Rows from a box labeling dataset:
+-------+
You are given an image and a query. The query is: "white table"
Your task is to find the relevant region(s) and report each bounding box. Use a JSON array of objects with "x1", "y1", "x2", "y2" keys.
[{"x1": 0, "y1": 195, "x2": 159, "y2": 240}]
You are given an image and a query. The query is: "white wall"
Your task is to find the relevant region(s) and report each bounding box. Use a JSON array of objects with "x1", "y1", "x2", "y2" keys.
+-------+
Present every line of the items above as a numbered list, leaving out any blank lines.

1. You are given an image and a query. The query is: "white table"
2. Your task is to find the relevant region(s) and report each bounding box. Use a JSON array of objects with "x1", "y1", "x2", "y2" keys.
3. [{"x1": 0, "y1": 195, "x2": 159, "y2": 240}]
4. You are given an image and a query. The query is: "white wall"
5. Your task is to find the relevant region(s) and report each bounding box. Use a JSON array of objects with "x1", "y1", "x2", "y2" keys.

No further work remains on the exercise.